BEGIN

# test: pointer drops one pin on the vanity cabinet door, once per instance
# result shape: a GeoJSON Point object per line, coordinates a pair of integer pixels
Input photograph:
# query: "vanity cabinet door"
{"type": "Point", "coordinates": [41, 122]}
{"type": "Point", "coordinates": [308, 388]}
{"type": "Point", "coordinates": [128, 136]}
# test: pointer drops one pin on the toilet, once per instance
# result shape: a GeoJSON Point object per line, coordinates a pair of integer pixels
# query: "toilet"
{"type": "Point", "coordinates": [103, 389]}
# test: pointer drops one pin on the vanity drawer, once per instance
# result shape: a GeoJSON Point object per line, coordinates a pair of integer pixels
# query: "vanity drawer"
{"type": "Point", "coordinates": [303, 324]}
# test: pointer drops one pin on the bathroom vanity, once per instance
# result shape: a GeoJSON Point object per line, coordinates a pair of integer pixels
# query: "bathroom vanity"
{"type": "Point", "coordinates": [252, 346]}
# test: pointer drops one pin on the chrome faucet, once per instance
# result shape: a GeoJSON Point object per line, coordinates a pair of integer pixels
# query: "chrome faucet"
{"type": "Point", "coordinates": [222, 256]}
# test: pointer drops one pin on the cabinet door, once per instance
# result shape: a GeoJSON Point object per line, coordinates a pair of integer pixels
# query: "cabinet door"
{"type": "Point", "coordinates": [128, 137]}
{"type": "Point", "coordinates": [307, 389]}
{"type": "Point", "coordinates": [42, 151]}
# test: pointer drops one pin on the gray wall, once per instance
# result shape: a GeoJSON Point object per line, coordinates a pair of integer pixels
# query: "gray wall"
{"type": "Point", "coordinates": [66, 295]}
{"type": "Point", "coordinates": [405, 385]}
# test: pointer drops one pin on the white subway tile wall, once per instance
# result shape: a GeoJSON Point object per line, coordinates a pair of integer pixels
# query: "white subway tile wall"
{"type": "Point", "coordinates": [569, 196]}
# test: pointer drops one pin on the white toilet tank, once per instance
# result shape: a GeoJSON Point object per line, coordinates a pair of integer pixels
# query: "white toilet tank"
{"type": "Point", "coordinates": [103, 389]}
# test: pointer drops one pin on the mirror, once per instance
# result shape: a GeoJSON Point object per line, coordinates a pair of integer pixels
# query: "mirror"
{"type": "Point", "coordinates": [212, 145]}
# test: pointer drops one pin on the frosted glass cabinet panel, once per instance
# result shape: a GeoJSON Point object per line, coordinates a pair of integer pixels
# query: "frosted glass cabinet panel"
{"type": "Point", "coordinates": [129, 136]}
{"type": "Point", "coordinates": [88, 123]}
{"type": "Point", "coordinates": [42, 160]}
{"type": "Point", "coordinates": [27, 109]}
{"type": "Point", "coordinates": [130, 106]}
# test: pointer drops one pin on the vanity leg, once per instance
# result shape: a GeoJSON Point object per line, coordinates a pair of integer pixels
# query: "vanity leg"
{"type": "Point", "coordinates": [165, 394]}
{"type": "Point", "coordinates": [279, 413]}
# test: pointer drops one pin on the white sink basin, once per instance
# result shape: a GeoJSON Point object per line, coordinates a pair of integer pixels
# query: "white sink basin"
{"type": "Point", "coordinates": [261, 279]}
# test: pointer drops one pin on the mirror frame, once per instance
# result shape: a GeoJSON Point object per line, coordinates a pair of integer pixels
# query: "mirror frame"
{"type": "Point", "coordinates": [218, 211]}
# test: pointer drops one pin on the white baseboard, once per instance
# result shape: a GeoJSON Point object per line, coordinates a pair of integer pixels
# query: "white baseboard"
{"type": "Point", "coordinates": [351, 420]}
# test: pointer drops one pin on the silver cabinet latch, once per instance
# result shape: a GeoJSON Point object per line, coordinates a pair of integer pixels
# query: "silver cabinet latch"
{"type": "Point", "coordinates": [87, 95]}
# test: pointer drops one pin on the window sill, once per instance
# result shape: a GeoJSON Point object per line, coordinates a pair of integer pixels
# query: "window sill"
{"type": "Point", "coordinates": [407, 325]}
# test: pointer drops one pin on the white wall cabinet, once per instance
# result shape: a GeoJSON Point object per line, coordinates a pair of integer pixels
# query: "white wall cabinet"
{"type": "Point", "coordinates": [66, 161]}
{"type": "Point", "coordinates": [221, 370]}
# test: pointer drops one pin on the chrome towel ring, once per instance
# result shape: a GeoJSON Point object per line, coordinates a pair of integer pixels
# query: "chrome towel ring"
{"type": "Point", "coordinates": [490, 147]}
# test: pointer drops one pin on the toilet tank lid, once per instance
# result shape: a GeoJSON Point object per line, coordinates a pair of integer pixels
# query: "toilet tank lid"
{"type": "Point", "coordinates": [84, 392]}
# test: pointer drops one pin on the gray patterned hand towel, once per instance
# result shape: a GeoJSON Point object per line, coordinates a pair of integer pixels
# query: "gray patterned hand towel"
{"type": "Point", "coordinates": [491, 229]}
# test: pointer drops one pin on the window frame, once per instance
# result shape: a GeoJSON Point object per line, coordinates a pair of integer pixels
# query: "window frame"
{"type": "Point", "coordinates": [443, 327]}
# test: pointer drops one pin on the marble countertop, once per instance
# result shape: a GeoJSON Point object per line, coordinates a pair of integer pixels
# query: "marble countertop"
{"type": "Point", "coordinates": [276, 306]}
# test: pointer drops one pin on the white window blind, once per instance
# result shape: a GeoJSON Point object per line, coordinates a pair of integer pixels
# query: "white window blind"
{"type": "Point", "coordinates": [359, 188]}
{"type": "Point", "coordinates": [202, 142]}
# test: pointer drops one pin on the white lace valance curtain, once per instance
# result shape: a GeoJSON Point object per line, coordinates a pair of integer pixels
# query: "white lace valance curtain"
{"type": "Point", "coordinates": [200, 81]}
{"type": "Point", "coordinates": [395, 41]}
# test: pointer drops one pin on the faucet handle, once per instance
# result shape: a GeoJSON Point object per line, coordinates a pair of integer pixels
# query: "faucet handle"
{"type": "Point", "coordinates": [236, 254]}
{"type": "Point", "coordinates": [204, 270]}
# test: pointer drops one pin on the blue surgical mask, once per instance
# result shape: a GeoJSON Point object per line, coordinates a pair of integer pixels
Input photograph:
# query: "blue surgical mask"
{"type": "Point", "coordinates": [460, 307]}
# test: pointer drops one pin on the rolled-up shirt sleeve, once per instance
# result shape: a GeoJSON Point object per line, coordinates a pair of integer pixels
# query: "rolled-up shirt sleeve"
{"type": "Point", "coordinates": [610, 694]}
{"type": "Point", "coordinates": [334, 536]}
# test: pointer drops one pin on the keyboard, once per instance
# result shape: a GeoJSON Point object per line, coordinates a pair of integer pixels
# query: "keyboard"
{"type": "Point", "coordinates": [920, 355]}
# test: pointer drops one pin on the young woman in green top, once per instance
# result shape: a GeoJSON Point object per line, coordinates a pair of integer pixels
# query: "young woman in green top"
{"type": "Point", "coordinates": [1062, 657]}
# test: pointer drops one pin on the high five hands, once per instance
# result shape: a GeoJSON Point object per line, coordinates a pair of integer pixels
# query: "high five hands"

END

Give the lines from the one containing "# test: pointer drops one pin on the rolled-up" through the end of the entries again, exactly as written and with no other lines.

# test: pointer drops one pin on the rolled-up shirt sleeve, once per instance
# result shape: a GeoJSON Point object per line, coordinates a pair of integer pixels
# query: "rolled-up shirt sleeve"
{"type": "Point", "coordinates": [610, 694]}
{"type": "Point", "coordinates": [334, 536]}
# test: pointer drops one pin on the keyboard, once per instance
# result shape: a GeoJSON Point object per line, coordinates a pair of integer pixels
# query: "keyboard"
{"type": "Point", "coordinates": [920, 355]}
# test: pointer drops one pin on the young woman in green top, once per instance
# result shape: a GeoJSON Point object per line, coordinates a pair of integer pixels
# query: "young woman in green top"
{"type": "Point", "coordinates": [1062, 657]}
# test: pointer drops one pin on the high five hands, once per instance
# result shape: a GeoJSON Point object per line, coordinates a pair of integer pixels
# query: "high five hands"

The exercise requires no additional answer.